Required task:
Repeat every item below word for word, but leave the pictures out of your answer.

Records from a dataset
((

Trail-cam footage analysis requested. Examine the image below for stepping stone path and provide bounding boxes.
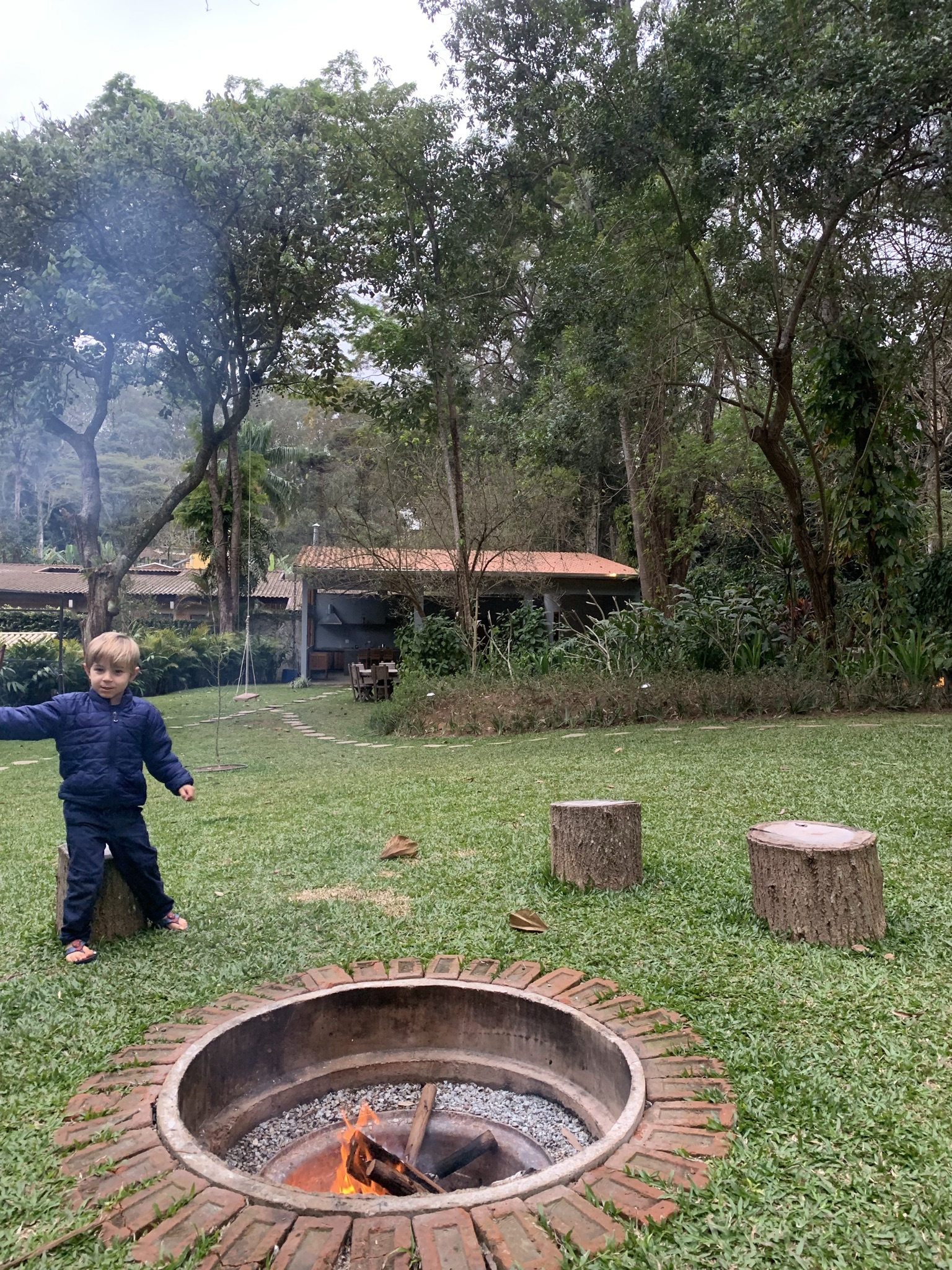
[53,952,736,1270]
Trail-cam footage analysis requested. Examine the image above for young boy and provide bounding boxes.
[0,631,195,965]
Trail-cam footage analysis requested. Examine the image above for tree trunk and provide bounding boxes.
[550,799,642,890]
[747,820,886,948]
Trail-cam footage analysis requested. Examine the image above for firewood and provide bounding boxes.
[403,1085,437,1165]
[433,1129,498,1177]
[364,1160,430,1195]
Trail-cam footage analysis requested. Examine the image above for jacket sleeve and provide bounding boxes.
[142,706,192,794]
[0,697,62,740]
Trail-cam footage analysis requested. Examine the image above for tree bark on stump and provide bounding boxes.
[747,820,886,948]
[550,799,641,890]
[56,843,149,945]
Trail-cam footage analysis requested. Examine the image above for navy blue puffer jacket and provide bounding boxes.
[0,688,192,808]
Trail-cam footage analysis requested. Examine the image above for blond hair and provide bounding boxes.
[86,631,138,670]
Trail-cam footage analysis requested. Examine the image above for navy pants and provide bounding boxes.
[60,802,173,944]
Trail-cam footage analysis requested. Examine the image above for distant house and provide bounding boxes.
[294,546,640,676]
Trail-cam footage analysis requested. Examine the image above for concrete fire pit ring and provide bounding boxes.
[53,955,736,1270]
[156,979,645,1217]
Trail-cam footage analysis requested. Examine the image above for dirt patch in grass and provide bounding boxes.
[288,887,410,917]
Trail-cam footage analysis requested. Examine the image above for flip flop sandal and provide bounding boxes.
[64,940,99,965]
[159,913,188,933]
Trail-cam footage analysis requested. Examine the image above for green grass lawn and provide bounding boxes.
[0,686,952,1270]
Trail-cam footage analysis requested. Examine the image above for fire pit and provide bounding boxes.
[157,979,645,1215]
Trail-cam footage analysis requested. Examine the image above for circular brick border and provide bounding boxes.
[53,955,735,1270]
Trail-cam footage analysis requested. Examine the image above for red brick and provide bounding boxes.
[390,956,423,979]
[271,1217,350,1270]
[53,1104,152,1150]
[641,1101,738,1129]
[301,965,353,992]
[414,1208,486,1270]
[63,1085,159,1120]
[459,956,499,983]
[70,1147,175,1209]
[214,992,264,1012]
[426,952,459,979]
[496,961,542,988]
[214,1204,294,1270]
[573,1166,678,1224]
[532,965,585,997]
[179,1006,242,1028]
[558,979,618,1010]
[470,1199,562,1270]
[585,992,645,1024]
[80,1065,169,1093]
[606,1010,685,1037]
[99,1168,208,1247]
[607,1142,707,1190]
[645,1076,734,1103]
[350,961,387,983]
[109,1044,188,1076]
[128,1186,245,1265]
[142,1023,214,1046]
[641,1054,723,1081]
[350,1217,413,1270]
[627,1028,705,1058]
[635,1122,731,1160]
[247,983,305,1001]
[532,1186,626,1252]
[60,1127,160,1177]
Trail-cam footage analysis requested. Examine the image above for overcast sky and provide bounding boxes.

))

Task solution:
Trail-cam footage analysis requested. Examine the image below for stepping stone path and provide bounding boxes.
[53,952,736,1270]
Trail-cam footage analysis requested. Examine the image above for young boy and provide bounding boxes.
[0,631,195,965]
Trail-cam footage analysis requested. Examine the image above for tree trunk and provide bounding boxes.
[550,799,642,890]
[747,820,886,948]
Trail-cam footage analysis requested. Examine the image above for firewood and provide bounding boxes.
[403,1085,437,1165]
[433,1129,498,1177]
[364,1160,430,1195]
Trail-cam footage analysis requested. Examine the image above for jacket sleeve and provide bounding boxes.
[142,706,192,794]
[0,697,62,740]
Trail-cam footage analysis requested. Examine the image above for tree bark on stump and provide bounding boxes.
[747,820,886,948]
[550,799,641,890]
[56,843,149,945]
Trail-cam footage analysis requested. Examine the image above for navy blue puffer jacket and provide bounding boxes.
[0,688,192,808]
Trail-cam footage analysis requested. Examine the image above for blond hair and provide bounding boxes.
[86,631,138,670]
Trail-cam footage analysis requested. Examine the image above for navy pants and provide bounding boxes.
[60,802,173,944]
Trail-cam footage analysis requested. Examine the image above for distant house and provide bounding boxes.
[294,546,640,676]
Trail-cam footage analysis requested. Examine the image above for concrete fire pit ring and provide bounding boxes.
[53,955,736,1270]
[156,979,645,1217]
Trail-cam footage analysis requested. Examine the image above for dirt patch in grass and provide bounding boxes.
[288,887,410,917]
Trail-cam footage analysis requested. Examine the image above for flip flop sandal and provide bounding boxes.
[64,940,99,965]
[159,913,188,933]
Trail-cam footage analysis requested. Examine the image above for green grass lawn and provide bounding boxes.
[0,686,952,1270]
Trail-cam footage analysis requested. Examine the image above for fire pit and provide bounding boxes.
[157,979,645,1215]
Trail-cam footage analysis requested. Examine the image above for circular brick border and provide bounding boxes.
[53,955,735,1270]
Trail-cam footage analysis requested. Examine the image above for red brick and provide bounding boxes.
[390,956,423,979]
[271,1217,350,1270]
[53,1104,152,1150]
[641,1101,738,1129]
[301,965,353,992]
[414,1208,486,1270]
[63,1085,159,1120]
[459,956,499,983]
[70,1147,175,1209]
[214,992,264,1012]
[426,952,459,979]
[496,961,542,988]
[214,1204,294,1270]
[573,1166,678,1224]
[532,965,585,997]
[179,1006,242,1028]
[558,979,618,1010]
[470,1199,562,1270]
[585,992,645,1024]
[80,1065,169,1093]
[606,1010,685,1037]
[99,1168,208,1247]
[607,1142,707,1190]
[645,1076,734,1103]
[350,961,387,983]
[109,1044,188,1076]
[128,1186,245,1265]
[142,1023,214,1046]
[641,1054,723,1081]
[350,1217,413,1270]
[627,1028,705,1058]
[635,1122,731,1160]
[247,983,305,1001]
[532,1186,626,1252]
[60,1127,160,1177]
Trail-cam footage analysis requested. Examine the image above for overcast sky and provide bounding boxes.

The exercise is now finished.